Pedido A: Disponha em lista numerada, sem as linhas em branco, as linhas da listagem entre a que contém "Query: cream colored plate" e a que contém "POLYGON ((230 224, 308", inclusive.

Trecho do documento:
************

Leandro Callegari Coelho – Editor do site Logística Descomplicada (www.logisticadescomplicada.com). Cursa PhD em Gestão de Operações e Logística no HEC Montreal, no Canadá, sendo membro do CIRRELT – Centro Inter-universitário de Pesquisa em Redes de Empresa, Logística e Transportes (www.cirrelt.ca). É mestre em Engenharia de Produção com foco em Logística e Transportes, possui especialização em Administração e é graduado em Engenharia de Produção Elétrica. Atua na área de estratégia logística e estatística aplicada, especialmente modelos de previsão e redução de estoques.
Em épocas de desastres ambientais como as chuvas e os desmoronamentos que vivenciamos no Rio de Janeiro no início deste ano – ou em catástrofes como os terremotos do Chile e do Haiti no ano passado – percebemos que ajudas humanitárias são requisitadas em (e recebidas de) todas as partes do mundo.
Neste momento notamos que os conhecimentos que temos em logística empresarial e gestão da cadeia de suprimentos são válidos e podem ajudar a aliviar as dificuldades daqueles que estão nos locais afetados.

************

Dados de entrada:
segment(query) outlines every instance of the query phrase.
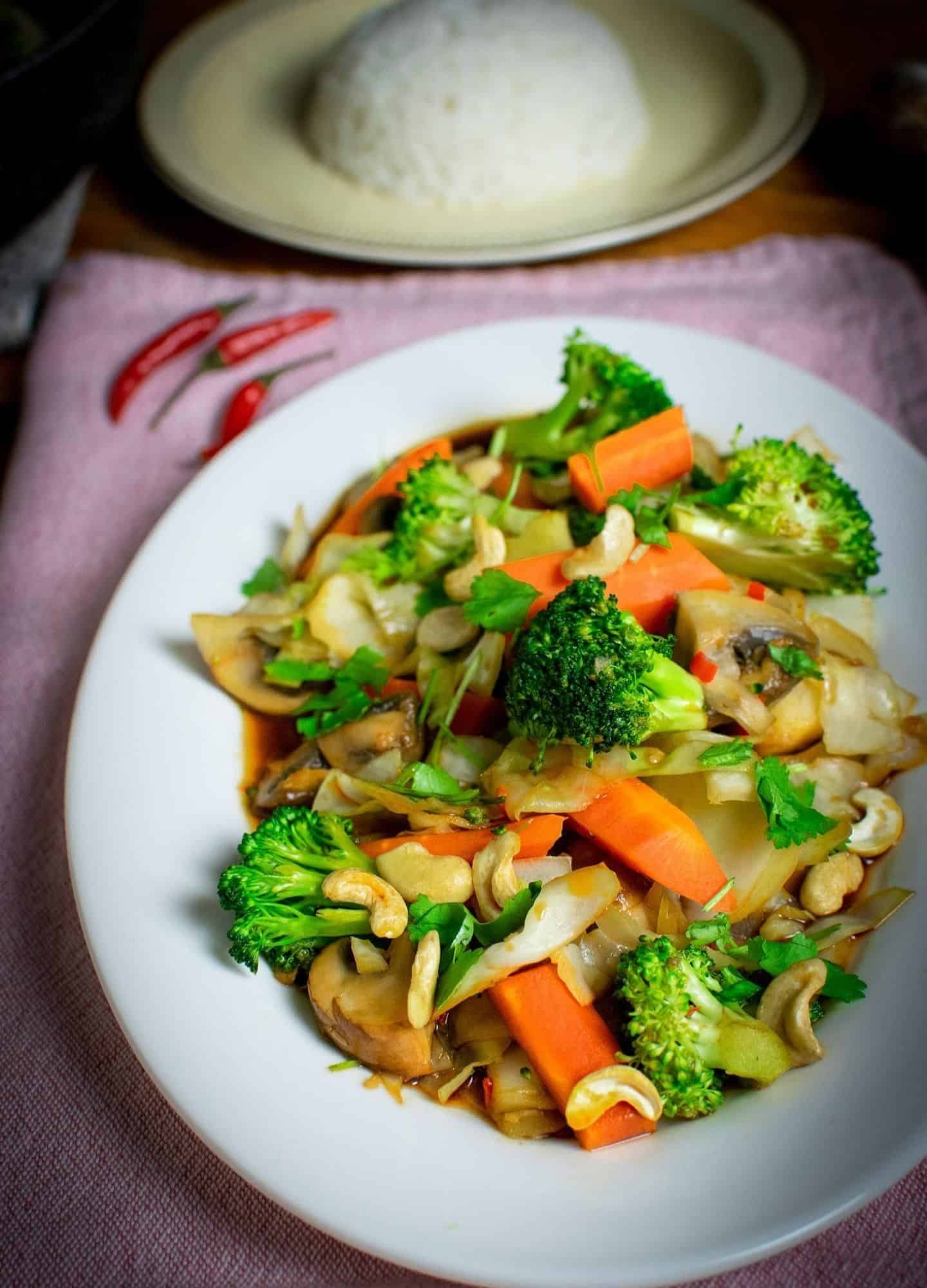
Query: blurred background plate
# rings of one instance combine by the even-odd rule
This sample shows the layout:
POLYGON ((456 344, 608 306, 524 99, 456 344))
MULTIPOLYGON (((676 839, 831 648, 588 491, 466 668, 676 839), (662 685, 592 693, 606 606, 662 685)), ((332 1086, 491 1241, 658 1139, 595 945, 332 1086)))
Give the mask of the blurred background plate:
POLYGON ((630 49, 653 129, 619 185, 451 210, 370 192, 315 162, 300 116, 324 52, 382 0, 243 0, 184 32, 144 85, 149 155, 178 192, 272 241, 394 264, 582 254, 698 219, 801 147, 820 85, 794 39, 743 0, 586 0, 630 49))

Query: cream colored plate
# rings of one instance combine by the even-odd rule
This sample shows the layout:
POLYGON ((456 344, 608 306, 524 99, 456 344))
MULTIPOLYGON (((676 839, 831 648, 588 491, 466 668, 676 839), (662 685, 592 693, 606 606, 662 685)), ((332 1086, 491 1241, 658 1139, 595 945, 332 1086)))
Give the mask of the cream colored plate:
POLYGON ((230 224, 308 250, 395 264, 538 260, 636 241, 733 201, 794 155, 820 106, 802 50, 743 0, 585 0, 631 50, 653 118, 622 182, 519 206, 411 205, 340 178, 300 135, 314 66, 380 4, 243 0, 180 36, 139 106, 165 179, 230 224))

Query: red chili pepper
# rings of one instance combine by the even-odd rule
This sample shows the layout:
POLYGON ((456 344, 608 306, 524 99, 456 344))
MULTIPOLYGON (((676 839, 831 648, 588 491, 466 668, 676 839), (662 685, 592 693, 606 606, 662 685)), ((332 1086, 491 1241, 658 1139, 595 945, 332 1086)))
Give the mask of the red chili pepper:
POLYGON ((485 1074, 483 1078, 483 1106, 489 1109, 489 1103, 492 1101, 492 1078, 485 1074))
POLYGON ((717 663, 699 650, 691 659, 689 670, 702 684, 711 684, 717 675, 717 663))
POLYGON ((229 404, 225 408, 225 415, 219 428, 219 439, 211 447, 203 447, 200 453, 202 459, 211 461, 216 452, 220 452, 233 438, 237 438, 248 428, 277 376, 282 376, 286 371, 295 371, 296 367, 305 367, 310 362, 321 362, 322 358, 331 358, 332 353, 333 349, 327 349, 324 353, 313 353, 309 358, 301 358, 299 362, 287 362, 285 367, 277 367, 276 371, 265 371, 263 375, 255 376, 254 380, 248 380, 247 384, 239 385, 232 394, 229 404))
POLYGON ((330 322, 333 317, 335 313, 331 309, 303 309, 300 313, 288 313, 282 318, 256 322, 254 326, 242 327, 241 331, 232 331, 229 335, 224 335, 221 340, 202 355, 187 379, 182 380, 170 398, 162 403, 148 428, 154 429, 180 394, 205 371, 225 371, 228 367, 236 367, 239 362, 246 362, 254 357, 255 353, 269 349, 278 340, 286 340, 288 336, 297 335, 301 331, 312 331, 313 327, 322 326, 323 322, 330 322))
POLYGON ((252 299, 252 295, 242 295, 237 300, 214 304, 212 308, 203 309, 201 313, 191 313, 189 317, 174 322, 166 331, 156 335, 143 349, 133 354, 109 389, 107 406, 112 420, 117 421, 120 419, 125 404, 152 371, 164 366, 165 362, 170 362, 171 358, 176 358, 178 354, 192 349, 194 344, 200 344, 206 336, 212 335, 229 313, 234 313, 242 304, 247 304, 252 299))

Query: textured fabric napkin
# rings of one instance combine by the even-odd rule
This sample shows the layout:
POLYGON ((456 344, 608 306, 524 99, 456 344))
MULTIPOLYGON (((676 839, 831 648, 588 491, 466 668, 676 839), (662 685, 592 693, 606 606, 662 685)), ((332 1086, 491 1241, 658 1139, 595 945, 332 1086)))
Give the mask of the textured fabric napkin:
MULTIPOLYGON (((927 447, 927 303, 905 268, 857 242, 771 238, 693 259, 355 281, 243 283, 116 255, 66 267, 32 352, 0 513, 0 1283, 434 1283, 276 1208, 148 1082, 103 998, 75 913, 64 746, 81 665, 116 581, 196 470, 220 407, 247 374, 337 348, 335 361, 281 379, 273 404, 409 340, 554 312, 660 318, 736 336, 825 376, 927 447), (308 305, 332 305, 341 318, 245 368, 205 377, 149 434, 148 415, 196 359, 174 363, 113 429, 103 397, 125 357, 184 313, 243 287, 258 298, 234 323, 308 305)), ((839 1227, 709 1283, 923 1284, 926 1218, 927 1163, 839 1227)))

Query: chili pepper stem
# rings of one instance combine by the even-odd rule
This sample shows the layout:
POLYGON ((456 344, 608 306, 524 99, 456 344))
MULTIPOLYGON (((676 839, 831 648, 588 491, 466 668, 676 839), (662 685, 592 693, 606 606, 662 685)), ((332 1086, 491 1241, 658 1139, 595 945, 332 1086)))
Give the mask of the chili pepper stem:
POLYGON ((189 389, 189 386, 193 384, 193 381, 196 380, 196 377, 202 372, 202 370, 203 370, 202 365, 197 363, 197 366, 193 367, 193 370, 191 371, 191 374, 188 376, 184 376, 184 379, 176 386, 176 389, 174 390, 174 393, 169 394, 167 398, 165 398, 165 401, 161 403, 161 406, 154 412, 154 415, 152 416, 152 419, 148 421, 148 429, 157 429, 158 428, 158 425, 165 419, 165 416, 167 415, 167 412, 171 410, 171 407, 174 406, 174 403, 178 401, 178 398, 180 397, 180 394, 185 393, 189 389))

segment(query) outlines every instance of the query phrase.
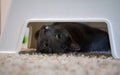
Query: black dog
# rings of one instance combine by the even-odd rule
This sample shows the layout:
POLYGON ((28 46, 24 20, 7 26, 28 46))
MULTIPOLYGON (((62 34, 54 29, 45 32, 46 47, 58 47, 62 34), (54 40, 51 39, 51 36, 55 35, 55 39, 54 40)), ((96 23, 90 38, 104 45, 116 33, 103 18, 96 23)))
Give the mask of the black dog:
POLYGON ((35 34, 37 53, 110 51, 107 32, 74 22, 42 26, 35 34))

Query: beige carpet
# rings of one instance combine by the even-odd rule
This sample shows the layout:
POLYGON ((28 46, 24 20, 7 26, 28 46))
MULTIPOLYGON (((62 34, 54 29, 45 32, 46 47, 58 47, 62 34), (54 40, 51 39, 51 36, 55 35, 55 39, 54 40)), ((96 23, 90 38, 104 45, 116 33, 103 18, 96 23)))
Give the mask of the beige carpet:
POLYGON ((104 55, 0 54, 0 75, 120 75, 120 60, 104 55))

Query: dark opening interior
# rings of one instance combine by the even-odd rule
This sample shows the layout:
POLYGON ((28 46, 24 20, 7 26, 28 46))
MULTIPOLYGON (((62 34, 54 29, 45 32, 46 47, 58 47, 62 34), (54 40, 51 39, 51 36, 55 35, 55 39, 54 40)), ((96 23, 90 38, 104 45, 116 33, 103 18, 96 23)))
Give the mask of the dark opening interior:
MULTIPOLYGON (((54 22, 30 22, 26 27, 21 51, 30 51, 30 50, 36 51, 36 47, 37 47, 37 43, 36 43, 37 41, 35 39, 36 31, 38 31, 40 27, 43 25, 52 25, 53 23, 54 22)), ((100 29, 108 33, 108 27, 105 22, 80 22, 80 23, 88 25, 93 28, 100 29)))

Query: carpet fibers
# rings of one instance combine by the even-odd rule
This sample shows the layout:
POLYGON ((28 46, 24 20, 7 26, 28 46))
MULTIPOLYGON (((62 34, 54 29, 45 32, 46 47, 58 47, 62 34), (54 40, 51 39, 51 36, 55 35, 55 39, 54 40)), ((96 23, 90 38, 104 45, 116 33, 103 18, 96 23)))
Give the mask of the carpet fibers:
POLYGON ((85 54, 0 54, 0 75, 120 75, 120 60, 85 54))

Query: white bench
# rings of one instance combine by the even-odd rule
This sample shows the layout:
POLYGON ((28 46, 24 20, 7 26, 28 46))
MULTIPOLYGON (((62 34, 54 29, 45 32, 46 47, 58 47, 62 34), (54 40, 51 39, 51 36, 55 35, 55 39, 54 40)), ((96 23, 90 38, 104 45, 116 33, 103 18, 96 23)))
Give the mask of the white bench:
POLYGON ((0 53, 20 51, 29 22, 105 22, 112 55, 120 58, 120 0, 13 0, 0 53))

************

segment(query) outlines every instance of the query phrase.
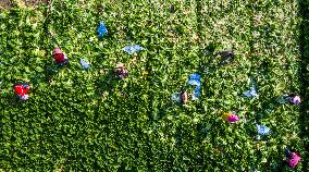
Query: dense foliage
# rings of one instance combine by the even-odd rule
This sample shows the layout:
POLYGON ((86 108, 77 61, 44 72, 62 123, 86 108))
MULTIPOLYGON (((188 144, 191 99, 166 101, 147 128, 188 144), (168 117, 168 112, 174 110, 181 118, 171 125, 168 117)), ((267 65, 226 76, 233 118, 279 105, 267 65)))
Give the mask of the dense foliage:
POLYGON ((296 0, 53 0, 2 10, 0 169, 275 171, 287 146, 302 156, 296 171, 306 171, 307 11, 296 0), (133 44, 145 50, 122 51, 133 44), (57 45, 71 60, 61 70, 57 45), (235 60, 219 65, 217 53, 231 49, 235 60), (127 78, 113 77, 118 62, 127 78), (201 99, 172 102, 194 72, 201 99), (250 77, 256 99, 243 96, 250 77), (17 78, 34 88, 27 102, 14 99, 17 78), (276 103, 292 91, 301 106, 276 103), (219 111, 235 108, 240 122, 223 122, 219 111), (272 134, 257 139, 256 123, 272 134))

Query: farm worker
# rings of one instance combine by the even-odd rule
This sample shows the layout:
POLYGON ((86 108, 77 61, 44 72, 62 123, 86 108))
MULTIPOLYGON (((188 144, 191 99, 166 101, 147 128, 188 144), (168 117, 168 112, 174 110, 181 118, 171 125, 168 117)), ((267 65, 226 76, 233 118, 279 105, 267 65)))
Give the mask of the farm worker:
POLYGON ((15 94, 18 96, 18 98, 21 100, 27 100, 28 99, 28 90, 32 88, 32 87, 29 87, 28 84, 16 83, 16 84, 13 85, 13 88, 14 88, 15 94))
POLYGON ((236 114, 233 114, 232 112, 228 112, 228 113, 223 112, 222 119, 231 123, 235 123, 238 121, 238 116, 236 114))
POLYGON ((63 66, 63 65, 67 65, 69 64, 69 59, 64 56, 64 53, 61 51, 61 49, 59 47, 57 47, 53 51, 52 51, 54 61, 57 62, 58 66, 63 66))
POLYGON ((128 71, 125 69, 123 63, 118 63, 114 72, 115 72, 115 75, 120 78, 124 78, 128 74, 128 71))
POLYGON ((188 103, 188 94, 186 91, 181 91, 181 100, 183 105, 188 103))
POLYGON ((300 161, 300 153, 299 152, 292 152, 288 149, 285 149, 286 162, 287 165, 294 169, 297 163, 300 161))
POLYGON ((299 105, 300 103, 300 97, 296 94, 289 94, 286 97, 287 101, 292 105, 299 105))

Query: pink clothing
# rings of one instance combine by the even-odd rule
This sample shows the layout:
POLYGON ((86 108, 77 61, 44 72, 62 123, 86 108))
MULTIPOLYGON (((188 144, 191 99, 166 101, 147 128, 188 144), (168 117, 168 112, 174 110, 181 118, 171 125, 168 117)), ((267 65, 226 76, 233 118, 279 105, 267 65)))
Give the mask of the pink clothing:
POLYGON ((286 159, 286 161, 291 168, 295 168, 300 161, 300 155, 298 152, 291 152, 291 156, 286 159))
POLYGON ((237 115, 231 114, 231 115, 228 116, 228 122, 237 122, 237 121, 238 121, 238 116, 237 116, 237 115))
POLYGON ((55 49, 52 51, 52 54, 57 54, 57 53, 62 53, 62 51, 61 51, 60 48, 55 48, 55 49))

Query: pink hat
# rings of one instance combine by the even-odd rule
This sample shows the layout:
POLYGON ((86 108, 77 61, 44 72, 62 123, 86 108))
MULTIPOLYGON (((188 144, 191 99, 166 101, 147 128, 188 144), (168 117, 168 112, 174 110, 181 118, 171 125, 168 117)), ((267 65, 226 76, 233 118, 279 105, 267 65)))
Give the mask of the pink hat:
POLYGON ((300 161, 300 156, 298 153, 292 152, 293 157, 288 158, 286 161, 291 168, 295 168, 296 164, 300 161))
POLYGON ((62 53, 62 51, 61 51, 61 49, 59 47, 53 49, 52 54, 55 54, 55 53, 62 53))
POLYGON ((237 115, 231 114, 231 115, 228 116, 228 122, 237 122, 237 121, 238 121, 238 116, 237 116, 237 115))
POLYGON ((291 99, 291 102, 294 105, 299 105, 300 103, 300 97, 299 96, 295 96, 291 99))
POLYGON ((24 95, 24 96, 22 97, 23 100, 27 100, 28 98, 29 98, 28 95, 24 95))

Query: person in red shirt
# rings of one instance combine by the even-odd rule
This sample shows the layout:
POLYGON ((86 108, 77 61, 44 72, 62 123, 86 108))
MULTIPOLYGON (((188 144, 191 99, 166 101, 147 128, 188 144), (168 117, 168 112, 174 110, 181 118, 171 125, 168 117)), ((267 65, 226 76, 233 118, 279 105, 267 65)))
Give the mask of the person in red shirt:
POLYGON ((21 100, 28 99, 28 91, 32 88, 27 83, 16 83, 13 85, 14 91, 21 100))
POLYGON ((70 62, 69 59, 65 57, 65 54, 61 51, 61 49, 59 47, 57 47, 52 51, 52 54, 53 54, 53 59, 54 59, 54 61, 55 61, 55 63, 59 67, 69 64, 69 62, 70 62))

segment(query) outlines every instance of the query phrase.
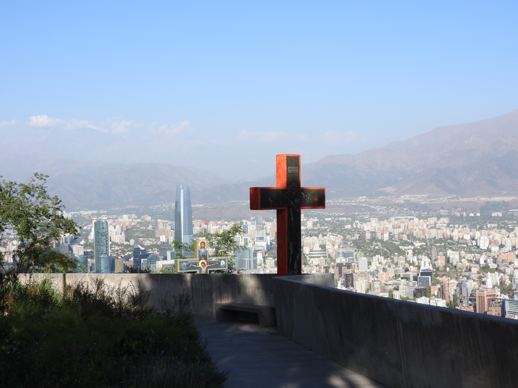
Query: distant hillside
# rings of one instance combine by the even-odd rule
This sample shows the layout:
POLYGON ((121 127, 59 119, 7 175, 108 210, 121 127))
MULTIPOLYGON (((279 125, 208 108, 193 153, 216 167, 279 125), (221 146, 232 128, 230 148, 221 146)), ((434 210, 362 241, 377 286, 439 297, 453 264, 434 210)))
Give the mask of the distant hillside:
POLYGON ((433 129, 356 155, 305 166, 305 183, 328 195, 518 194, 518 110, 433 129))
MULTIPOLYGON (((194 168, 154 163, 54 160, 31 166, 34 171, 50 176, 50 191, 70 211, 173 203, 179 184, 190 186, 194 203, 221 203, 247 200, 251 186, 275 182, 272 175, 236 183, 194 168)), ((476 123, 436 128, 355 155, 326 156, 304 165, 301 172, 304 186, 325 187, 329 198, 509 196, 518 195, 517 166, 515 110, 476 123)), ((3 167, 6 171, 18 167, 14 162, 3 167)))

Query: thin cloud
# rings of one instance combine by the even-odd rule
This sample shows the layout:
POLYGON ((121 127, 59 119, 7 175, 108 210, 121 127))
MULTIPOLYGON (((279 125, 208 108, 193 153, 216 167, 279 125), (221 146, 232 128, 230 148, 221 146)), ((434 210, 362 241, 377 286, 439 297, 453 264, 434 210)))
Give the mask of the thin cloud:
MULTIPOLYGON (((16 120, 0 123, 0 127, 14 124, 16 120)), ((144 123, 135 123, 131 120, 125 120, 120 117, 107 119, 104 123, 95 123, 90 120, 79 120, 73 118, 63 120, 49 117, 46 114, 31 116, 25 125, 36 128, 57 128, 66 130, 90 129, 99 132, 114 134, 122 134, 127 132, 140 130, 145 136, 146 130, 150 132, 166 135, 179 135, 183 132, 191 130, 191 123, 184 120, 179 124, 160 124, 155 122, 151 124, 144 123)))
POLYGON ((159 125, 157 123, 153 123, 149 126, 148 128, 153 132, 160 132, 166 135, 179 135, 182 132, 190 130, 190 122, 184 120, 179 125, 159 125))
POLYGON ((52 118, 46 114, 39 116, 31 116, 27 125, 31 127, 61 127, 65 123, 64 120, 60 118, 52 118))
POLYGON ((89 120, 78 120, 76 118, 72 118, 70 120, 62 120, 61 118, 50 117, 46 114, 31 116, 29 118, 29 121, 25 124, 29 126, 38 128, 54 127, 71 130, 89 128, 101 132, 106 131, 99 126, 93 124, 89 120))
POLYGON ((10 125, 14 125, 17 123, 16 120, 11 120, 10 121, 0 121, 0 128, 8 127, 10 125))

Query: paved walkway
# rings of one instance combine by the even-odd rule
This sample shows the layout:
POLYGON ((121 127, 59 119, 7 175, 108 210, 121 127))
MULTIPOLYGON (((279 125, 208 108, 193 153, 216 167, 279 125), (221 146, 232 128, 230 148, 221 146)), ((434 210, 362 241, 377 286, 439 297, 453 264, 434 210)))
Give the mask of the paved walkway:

************

Pedido B: Prossiga com o texto sobre logística na ajuda humanitária, começando depois da última frase.

Resposta escrita A:
1. Query: cream colored plate
2. # rings of one instance combine by the even-odd rule
3. This sample shows the layout:
4. POLYGON ((456 344, 608 306, 524 99, 456 344))
5. MULTIPOLYGON (((676 839, 831 648, 588 491, 466 668, 676 839), (662 685, 592 693, 606 606, 662 685)), ((332 1086, 491 1241, 658 1139, 595 945, 332 1086)))
6. Give the mask of the cream colored plate:
7. POLYGON ((230 224, 308 250, 395 264, 538 260, 636 241, 733 201, 794 155, 820 106, 802 50, 743 0, 585 0, 631 50, 653 118, 622 182, 519 206, 411 205, 340 178, 300 135, 314 66, 380 4, 243 0, 180 36, 139 106, 165 179, 230 224))

Resposta escrita B:
Semelhanças entre a logística empresarial e a logística humanitária
Antes de destacar as semelhanças entre os dois sistemas, vejamos de maneira simplificada o que a logística faz por uma empresa tradicional.
Começando pelos consumidores: a empresa percebe qual a demanda esperada para os próximos períodos baseada em informações provenientes do mercado consumidor. Esta demanda serve, então, de motor que impulsiona a fabricação de produtos, o agendamento da mão de obra e a compra de matérias-primas. Para atingir estas etapas é preciso fazer contato com fornecedores, avaliar os estoques e o fluxo financeiro, além de coordenar o transporte das partes individuais entre cada elo.
Sob o ponto de vista da logística humanitária, podemos fazer analogias em todas as fases deste processo: o mercado consumidor passa a ser a população atingida. A demanda estimada é a necessidade de água, comida, roupa e bens para atender à população. Ao invés de centros de distribuição, passamos a ter postos de coleta e de distribuição de donativos. A linha de produção vira uma estação de triagem e redirecionamento do material recebido. Empresas, governo e voluntários passam a agir como fornecedores. E, finalmente, é preciso que todos os donativos sejam direcionados para a área atingida, necessitando de transporte rápido e adequado.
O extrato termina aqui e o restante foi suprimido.